PROBLEM TO WORK ON
Exact copies of all the entries are required, and no pictures should appear in them.

INPUT section start

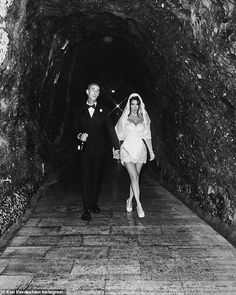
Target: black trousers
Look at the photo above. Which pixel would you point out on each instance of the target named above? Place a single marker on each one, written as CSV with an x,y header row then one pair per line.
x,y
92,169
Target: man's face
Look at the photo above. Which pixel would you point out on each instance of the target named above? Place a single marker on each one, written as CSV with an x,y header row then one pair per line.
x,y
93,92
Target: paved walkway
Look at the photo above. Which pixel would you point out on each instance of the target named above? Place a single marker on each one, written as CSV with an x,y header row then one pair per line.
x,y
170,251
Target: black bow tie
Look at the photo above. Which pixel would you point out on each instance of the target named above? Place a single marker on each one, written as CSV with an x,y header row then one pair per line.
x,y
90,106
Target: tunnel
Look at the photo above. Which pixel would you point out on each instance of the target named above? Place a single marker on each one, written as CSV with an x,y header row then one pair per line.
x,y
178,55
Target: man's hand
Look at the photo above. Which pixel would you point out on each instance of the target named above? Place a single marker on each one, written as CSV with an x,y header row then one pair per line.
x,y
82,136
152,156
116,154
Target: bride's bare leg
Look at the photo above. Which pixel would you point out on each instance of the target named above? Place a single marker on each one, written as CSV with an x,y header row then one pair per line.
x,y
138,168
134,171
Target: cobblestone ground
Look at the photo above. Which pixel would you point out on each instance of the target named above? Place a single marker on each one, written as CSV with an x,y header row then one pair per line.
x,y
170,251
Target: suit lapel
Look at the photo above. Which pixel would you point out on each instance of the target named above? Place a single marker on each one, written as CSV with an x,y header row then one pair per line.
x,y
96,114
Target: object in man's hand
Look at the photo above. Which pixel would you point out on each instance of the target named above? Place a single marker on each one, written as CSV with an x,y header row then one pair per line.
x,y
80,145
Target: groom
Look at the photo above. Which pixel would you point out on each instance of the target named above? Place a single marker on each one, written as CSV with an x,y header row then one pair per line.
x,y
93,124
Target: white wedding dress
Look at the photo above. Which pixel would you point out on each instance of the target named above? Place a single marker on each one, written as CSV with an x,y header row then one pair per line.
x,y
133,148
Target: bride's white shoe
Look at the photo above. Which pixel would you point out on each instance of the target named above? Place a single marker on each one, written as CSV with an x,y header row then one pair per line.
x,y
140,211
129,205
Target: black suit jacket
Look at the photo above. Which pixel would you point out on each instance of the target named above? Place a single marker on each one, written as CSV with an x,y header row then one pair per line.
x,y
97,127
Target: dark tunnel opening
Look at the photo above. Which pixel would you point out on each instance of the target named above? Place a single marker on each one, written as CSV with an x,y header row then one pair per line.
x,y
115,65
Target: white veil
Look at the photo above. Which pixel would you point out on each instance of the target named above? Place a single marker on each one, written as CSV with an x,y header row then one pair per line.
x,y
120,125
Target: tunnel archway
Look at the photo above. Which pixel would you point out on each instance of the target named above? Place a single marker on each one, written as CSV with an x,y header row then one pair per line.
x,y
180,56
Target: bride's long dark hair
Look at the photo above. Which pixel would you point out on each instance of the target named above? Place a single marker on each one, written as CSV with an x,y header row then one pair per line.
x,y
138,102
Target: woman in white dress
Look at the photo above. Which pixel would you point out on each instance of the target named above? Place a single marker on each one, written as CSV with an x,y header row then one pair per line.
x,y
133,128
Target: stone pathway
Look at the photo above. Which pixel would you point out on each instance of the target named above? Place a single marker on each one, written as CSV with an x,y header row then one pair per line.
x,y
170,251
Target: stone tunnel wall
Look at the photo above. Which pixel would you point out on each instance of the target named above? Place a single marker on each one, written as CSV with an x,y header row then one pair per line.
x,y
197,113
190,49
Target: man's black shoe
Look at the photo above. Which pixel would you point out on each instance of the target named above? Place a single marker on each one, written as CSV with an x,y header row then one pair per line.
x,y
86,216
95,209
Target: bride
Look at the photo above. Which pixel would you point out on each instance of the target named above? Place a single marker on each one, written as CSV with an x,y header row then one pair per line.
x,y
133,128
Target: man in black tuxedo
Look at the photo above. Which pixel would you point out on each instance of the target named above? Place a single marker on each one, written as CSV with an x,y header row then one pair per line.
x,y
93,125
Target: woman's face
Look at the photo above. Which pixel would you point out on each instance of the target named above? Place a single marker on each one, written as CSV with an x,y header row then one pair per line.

INPUT section end

TASK ANSWER
Target: black trousers
Look at the photo above. Which pixel would you point out on each instance of the target named above? Place a single marker on each one, written as CSV with an x,y header row then one pair per line.
x,y
92,169
Target: man's face
Look at the photo above. Which pixel would you point out on each instance of the target named above? Place a single marker on each one, written as CSV with an x,y header row then one pair per line.
x,y
93,92
Target: paved walkway
Look at the photo above. Which pixel would you point out on each instance of the target named above? Place a single marker on each one, written as CSV with an x,y header row then one pair per line.
x,y
170,251
Target: black bow tie
Look at the photo above. Which pixel would you point out on each instance of the target named above? Place a single marker on each one, written as CSV with an x,y header row then one pair per line.
x,y
90,106
Target: tunnel
Look at the photo above. Which pixel would you point out on each instance of the target named above? Place a single marker on each one, written as CSV with an x,y header row then one pair per line.
x,y
178,55
Target: man's hand
Look at the photo above. Which pixel would you point out on each instance of the target named above? Place a single marker on each one, written as CSV with an x,y header row then one pair per line.
x,y
82,136
152,156
116,154
Target: bride's bare leg
Look at the photo above. Which pixel would you point out on each instance of the target named above? Place a single marker on each one, written as CSV with an x,y header row then one pair per line.
x,y
138,168
134,171
Target: cobblestone ground
Look at the photo above. Which pixel would you point out on each instance of the target named above? Place a single marker on each one, written as CSV with an x,y header row then one pair per line.
x,y
170,251
Target: suit lapel
Look at the photo above. Which pixel would you point out on each instance of the target named above? Place a single marker on each one, written as CSV with an x,y header row then one pair per line.
x,y
96,114
Target: object in man's hand
Look at the photo above. Which pixel would you point out on each instance of the target named above? Place a single marker on each one, written as CSV with an x,y header row then one pair per line.
x,y
80,145
Target: groom
Look at the photo above. Which pixel would you point out on each instance of the target named above? Place a single marker on each one, written as CSV with an x,y header row then one pair per line.
x,y
93,124
Target: white wedding dress
Look at the photo above. Which pixel would you point out on each instance of the target named above? Place a single marker on each one, written as CSV with an x,y header row then one pair per line.
x,y
133,148
Target: bride's white shoe
Look at the photo above. Which pixel would you point out on each instance of the target named above? Place a single marker on each one, written as CSV with an x,y header row then one pair per line.
x,y
140,211
129,205
Target: black suit jacket
Look at the photo above. Which pixel would you point out on each instance of the target named above? Place a single marker on each one, written as CSV with an x,y header row then one pair per line.
x,y
97,127
Target: dark tunnel opening
Look at the photo above. Which pixel would you point out on each instance of the target named above? Place a single marker on each one, written as CSV with an x,y header row then one pair per line.
x,y
115,65
Target: white veil
Look at the photo above. Which pixel would you point out on each instance of the target named above? Place a single marker on each one, written as CSV with an x,y header row then one pair per line.
x,y
120,125
Target: tunnel archway
Look at the photo above. Which pixel would you point out on each instance of the target named above? Place a single marker on each one, written as CSV with an x,y header row then one pair per line.
x,y
180,56
Target: bride's long dark hair
Look at the photo above. Which pixel would you point out on each instance of the target named above? Place a single marker on each one, written as CSV with an x,y header row then one pair per line.
x,y
138,102
Target: woman in white dress
Look at the photo above. Which pixel would you point out on each instance of the target named above? Place a single marker on each one, written as CSV with an x,y header row then one pair per line.
x,y
133,128
Target: stone pathway
Look at the photo above. Which pixel would you point out on each instance of the target named above? Place a single marker on each one, written as CSV with an x,y header row then one pair per line.
x,y
170,251
Target: stone tunnel wall
Look at the photo above. Which pixel would you point out on each instance of the target named above? Place a single marker on each one, written as CSV with an x,y header row then one pair per line.
x,y
197,113
190,49
Target: man's black shoe
Look at the photo above. Which pixel would you point out on each instance of the target named above? Place a single marker on each one, written as CSV with an x,y header row then one pair per line.
x,y
86,216
95,209
Target: bride
Look at the photo above. Which pixel would you point out on each instance of the target named above? Place a single marker on each one, written as CSV with an x,y header row then one pair per line.
x,y
133,128
Target: man in black tuxedo
Look at the photo above. Which pixel would you point out on each instance of the target named above? Place a single marker on each one, written as CSV with an x,y header row then one pair per line.
x,y
93,125
Target: woman's face
Look at the photo above. Which pixel would you point out on each instance of the target named above? Place a single marker on each one, written as CSV with an x,y header row then one pair per line.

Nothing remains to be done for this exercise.